父の葬儀の時、キヨちゃんの喪服のサイズが合わなかったりといったトラブルがあったことは書いた。経験してみると、伊丹監督が「お葬式」という映画を撮ろうと思った気持ちが何となく分かる。
宗派にもよるもかも知れないが、私の方では亡くなると枕元に「枕飯」というものを供える。本人の使っていたお茶碗で米を計り、それだけ別に炊くのだ。旅立ちのための「お弁当」である。
中央にお茶碗に山盛りのごはん。盆の四隅にまるまる団子状にしたおにぎり。旅立つときは袋に入れて持たせて上げるのだ。そして、使ったお茶碗はお別れに割ってしまうのだ。
葬儀が終わってしばらくは、親類がいてくれたり出入りがあったりで気が付かなかったのだが、ふと日常生活に戻って私の茶碗が見あたらないことに気づいた。
「なあ、私の茶碗知らん?」
· · · · ·
• _やること_:
上にある枕飯と茶碗についての文章を、最後の「なあ、私の茶碗知らん?」のあとから書き継いでください。

(ラベル付けコレクションの項目)
· · · · ·
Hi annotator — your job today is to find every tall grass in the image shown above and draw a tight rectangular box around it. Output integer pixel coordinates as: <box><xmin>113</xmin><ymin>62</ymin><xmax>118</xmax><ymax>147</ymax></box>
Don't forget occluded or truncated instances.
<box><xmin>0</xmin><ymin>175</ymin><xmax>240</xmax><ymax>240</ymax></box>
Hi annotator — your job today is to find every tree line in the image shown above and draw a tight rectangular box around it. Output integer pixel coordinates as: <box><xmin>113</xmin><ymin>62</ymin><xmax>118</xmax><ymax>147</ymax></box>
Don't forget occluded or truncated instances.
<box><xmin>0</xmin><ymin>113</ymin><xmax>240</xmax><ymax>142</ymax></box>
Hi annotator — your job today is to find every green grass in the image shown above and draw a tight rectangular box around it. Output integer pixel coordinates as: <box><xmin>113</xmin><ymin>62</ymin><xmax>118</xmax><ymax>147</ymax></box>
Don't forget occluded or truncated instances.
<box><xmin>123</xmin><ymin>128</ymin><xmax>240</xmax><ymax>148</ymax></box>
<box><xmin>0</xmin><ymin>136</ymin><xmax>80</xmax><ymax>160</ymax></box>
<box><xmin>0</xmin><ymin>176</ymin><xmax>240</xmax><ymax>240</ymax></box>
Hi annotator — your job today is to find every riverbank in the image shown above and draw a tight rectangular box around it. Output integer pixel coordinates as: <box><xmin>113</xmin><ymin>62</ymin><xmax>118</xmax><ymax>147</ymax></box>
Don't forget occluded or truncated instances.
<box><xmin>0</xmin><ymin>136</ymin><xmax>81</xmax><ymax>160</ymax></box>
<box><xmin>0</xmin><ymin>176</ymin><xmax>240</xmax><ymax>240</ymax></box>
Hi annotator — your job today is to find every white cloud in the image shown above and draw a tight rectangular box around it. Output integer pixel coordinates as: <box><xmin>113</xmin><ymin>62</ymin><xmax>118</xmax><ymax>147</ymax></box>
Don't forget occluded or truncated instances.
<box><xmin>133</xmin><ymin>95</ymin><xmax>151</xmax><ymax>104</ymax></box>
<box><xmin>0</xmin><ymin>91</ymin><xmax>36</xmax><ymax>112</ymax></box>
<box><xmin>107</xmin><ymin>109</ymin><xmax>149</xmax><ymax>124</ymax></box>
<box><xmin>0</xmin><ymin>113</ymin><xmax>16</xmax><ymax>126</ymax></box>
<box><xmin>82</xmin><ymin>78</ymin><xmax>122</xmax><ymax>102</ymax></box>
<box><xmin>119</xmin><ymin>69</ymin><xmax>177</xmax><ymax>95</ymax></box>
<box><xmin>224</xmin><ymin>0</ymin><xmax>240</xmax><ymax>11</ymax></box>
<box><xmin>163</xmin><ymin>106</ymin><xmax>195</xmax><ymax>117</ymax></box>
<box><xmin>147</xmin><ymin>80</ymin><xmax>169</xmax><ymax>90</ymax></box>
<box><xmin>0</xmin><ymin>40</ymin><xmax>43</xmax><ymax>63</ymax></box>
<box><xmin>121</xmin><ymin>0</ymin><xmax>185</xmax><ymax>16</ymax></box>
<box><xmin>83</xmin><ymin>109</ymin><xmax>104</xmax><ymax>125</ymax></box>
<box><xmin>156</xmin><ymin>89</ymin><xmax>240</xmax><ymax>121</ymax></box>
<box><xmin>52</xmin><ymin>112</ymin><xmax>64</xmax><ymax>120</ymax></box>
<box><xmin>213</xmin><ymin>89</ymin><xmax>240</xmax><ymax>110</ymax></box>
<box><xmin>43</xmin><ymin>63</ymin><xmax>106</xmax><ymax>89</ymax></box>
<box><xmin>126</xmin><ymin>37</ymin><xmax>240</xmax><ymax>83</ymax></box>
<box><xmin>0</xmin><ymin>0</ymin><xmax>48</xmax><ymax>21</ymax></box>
· · · · ·
• _出力結果_:
私はキヨちゃんに聞いてみた。
「ん?茶碗?」
「うん。見あたらんのよ。」
「ああ、茶碗なあ。父ちゃんのお別れに父ちゃんの茶碗が見つからなくて、割った。」
・・・・。え?私のちゃわんを?
しかし、父の茶碗は枕飯に確かに使っていたのだ。しかも、洗って戻った形跡もない。つまり父の茶碗もないのだ。ということは、父のお弁当はおにぎりにせず、茶碗ごと持たせたか?
それにしたって、ひどい話だ。茶碗なら客用だろうが、予備だろうがあるのだ。何も「生きてる」私の茶碗を割ることはないだろう。しかも、陶器市で買ったかなりお気に入りの茶碗だったのだ。
「誰が・・・私の茶碗を?」
「さあ?誰だろう?」
本気で首をかしげるキヨちゃんであるが、どうも私にはキヨちゃんの犯人説が有力である。うっかり、やりかねない。
昨日私は茶碗を新調した。ただし138円の安物にしてみた・・・。痛い・・・。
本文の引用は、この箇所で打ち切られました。